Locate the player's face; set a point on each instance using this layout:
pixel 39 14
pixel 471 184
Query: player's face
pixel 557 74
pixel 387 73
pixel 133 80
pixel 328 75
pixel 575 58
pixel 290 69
□ □ □ □ □ □ □
**YOUR INSTRUCTIONS:**
Would you set down every record again, exactly as it appears above?

**RESPONSE AREA:**
Locate the player's face; set a point on each instance using this layout:
pixel 39 14
pixel 471 184
Query: player's face
pixel 557 74
pixel 387 73
pixel 133 80
pixel 328 75
pixel 575 58
pixel 290 69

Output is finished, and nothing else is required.